:: Problem description ::
The lines below starting at the line containing "Every instance of the sneaker" and ending at the line containing "Every instance of the pink helmet" are to be repeated exactly, with both ends kept and nothing else added.

Collected data entries

---*---

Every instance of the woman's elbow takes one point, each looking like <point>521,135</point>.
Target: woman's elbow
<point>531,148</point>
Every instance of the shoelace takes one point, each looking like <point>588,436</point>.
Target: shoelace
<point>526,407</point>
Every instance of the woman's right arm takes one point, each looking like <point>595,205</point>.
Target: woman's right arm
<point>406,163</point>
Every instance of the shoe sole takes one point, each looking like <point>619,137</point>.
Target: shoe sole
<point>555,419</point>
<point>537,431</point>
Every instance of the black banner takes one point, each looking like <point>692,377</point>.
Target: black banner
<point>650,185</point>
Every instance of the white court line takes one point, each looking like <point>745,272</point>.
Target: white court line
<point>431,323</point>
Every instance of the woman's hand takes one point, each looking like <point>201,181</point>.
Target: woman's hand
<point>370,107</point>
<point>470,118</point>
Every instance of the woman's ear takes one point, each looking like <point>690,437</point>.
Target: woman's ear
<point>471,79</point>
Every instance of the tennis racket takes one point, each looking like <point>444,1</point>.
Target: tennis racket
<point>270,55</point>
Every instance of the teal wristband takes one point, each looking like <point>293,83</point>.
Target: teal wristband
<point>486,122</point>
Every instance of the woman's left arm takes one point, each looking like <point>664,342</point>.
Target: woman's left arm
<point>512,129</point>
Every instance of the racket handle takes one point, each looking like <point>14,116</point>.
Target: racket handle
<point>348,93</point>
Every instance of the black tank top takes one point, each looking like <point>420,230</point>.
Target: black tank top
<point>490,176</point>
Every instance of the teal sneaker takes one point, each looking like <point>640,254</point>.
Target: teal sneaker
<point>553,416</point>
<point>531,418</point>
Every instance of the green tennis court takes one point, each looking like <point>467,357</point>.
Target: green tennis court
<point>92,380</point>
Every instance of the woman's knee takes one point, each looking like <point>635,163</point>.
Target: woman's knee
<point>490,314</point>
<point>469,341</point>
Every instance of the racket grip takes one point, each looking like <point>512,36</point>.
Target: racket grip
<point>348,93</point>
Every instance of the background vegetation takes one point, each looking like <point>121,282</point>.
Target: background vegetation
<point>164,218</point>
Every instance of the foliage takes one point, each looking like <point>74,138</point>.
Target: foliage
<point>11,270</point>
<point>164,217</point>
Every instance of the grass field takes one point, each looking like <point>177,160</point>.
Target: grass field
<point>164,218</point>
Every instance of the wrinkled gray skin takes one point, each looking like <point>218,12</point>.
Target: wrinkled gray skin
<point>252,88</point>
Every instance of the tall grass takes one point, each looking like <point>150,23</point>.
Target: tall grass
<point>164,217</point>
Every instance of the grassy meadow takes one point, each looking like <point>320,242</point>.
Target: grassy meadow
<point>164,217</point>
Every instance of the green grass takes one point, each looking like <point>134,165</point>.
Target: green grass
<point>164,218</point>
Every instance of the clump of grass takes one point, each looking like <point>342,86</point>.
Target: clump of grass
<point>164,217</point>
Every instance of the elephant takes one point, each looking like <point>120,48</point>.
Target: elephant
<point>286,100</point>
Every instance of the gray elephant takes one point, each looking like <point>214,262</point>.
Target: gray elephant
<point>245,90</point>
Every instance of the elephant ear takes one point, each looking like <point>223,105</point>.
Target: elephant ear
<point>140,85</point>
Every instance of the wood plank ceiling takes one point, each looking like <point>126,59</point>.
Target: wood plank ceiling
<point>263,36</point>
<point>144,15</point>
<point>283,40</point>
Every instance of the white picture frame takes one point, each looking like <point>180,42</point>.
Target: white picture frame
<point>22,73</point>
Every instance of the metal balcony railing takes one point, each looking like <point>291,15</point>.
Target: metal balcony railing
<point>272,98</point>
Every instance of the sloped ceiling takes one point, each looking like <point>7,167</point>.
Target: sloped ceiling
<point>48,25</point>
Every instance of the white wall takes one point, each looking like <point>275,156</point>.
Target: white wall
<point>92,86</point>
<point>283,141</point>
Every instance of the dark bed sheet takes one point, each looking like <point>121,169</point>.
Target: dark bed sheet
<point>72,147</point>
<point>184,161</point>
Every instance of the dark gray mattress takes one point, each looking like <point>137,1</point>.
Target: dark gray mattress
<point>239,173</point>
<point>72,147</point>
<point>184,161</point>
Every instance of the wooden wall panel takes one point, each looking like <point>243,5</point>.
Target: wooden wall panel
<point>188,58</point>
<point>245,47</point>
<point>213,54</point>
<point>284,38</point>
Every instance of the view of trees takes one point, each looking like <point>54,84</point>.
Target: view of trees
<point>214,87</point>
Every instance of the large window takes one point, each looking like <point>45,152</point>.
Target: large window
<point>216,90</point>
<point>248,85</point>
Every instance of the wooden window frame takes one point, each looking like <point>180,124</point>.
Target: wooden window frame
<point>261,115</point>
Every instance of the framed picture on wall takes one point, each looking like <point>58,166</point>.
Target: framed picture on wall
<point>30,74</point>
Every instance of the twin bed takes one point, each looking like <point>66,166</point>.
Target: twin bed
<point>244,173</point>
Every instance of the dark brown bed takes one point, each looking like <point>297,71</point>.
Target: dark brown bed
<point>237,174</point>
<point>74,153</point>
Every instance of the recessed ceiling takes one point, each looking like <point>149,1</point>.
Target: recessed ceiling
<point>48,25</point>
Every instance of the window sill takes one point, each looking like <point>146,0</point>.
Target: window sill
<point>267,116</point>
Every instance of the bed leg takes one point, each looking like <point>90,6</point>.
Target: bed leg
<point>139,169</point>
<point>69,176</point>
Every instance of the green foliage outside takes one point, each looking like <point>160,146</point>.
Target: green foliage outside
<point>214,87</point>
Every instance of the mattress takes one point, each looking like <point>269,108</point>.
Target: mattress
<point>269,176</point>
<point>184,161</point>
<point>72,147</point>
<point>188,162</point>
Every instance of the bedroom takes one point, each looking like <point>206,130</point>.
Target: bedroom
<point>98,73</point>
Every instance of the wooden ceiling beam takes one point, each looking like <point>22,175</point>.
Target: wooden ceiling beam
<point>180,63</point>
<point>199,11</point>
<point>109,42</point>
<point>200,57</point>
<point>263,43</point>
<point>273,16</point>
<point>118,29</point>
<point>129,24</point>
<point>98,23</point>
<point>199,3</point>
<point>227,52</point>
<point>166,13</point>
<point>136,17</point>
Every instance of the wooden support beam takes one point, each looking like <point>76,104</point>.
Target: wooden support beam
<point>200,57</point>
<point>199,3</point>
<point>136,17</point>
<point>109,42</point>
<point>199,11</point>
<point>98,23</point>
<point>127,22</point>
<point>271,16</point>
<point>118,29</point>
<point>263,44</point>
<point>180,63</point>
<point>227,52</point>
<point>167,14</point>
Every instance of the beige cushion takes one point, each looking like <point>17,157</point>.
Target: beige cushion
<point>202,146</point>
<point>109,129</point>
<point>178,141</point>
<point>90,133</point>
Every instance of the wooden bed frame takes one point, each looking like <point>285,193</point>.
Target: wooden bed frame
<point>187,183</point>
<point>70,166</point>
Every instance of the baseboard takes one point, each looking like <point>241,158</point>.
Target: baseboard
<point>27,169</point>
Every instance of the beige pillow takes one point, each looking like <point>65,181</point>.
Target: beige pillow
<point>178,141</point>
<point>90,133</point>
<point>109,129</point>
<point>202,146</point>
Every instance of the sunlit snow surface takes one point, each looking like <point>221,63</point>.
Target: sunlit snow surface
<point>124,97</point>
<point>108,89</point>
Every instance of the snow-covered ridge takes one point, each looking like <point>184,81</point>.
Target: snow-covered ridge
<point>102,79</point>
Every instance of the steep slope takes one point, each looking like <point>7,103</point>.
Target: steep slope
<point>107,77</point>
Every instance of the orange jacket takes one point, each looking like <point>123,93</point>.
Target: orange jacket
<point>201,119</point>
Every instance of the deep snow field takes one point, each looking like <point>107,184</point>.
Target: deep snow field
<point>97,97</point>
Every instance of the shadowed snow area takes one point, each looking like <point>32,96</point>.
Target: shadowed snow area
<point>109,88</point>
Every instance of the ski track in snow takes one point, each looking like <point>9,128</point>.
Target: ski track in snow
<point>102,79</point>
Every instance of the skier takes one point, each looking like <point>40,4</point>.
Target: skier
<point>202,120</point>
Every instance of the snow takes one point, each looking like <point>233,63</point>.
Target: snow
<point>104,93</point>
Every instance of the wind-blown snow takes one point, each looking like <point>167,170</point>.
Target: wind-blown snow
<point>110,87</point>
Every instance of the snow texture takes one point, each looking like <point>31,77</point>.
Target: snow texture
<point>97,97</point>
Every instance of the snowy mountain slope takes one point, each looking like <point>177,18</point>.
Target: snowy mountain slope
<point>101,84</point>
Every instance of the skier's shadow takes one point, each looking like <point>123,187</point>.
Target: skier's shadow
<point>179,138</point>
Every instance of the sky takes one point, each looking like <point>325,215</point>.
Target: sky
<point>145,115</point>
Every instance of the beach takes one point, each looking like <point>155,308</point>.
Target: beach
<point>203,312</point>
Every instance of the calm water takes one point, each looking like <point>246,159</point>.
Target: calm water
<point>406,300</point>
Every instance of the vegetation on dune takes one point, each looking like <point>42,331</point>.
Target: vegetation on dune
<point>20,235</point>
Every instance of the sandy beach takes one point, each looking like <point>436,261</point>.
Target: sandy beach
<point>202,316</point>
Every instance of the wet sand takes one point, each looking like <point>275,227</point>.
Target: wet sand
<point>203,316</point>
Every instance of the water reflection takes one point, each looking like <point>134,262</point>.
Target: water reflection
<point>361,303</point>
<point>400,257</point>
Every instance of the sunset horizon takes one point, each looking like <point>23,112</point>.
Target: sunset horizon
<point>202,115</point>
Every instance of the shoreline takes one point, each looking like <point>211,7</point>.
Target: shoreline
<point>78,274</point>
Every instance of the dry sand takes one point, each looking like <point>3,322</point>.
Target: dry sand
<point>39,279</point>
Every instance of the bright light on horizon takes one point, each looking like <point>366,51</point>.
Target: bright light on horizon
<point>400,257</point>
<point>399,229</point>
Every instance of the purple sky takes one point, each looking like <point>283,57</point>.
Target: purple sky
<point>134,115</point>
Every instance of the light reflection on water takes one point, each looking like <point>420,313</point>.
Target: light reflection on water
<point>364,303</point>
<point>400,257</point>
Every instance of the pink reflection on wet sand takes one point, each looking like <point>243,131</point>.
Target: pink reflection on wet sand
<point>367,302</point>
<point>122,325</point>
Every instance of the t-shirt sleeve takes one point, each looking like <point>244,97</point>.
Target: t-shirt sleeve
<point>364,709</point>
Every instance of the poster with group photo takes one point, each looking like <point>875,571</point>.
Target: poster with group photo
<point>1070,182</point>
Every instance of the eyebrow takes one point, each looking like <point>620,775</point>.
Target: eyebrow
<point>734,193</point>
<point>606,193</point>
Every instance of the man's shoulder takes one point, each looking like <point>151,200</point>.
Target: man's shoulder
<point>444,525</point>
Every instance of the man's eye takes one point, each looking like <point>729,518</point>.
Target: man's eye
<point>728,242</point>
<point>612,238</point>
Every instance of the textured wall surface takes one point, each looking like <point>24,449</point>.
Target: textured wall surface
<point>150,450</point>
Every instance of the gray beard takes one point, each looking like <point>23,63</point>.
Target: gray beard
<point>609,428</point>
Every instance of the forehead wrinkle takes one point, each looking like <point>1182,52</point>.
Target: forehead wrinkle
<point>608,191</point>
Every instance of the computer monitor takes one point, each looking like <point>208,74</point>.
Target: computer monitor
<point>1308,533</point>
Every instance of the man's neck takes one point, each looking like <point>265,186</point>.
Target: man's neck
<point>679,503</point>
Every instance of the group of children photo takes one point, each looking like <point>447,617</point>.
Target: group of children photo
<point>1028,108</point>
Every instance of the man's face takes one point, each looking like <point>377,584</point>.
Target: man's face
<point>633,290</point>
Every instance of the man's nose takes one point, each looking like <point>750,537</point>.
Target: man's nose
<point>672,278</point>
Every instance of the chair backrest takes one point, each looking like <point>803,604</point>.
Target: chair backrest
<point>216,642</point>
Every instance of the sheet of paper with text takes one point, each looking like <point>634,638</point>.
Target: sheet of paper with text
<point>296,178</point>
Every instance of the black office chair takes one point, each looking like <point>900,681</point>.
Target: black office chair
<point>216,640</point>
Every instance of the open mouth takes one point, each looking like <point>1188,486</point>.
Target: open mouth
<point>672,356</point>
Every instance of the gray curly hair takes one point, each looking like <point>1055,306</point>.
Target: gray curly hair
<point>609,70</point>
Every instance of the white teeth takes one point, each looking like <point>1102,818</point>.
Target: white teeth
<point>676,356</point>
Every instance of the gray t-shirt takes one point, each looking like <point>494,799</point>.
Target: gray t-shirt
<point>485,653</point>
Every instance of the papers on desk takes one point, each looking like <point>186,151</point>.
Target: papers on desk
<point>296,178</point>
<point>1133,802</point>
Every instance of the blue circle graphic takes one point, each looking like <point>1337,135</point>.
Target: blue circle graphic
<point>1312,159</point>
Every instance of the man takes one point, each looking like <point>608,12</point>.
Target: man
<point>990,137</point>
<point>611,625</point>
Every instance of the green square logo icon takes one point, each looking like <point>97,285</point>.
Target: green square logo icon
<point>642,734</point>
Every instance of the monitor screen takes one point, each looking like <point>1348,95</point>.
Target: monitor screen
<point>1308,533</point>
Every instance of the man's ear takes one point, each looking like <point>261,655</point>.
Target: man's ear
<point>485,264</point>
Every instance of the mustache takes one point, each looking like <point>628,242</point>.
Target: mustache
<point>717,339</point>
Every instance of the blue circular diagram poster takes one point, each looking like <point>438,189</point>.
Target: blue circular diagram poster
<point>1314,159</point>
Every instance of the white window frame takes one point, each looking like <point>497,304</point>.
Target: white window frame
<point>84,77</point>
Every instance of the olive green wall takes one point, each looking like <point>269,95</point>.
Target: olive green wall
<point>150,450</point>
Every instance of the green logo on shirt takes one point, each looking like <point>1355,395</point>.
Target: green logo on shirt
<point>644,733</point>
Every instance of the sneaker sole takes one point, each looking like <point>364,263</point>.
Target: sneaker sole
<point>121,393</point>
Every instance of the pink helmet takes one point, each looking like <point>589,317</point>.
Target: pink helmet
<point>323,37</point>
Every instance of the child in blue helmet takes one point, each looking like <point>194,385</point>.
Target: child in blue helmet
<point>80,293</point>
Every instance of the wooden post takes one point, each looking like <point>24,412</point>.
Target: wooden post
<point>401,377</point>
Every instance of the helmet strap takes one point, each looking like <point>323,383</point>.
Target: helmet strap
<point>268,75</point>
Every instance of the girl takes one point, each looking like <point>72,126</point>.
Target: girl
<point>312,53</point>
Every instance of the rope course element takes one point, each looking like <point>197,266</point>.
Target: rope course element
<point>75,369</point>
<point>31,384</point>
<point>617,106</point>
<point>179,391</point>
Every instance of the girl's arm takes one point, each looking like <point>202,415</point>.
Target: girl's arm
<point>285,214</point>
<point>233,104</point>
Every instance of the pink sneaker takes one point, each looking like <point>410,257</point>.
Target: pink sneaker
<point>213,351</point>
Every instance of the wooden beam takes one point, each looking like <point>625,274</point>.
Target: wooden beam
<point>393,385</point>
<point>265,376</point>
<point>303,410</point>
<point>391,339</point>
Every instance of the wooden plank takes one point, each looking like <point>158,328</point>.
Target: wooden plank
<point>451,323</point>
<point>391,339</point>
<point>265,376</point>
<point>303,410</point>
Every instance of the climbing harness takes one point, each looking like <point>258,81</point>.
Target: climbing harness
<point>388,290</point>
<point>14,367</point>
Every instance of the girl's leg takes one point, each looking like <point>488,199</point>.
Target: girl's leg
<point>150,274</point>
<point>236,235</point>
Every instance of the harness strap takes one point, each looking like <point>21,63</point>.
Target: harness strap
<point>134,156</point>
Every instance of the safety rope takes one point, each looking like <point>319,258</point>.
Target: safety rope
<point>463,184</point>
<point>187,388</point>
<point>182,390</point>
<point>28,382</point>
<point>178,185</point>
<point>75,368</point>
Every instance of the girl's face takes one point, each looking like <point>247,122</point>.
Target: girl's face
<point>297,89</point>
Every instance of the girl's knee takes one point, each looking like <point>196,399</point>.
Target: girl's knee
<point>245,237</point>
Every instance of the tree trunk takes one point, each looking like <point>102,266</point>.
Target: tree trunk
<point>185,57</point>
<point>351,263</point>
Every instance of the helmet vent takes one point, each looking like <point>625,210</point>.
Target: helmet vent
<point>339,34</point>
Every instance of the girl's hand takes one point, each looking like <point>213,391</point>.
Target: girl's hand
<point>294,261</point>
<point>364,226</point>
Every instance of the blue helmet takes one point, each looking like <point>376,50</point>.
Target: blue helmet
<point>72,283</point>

---*---

:: Exercise output ::
Every instance of the sneaker sole takes one point, each looking like <point>364,263</point>.
Target: sneaker sole
<point>121,393</point>
Every instance of the pink helmet takes one point, each looking like <point>589,317</point>.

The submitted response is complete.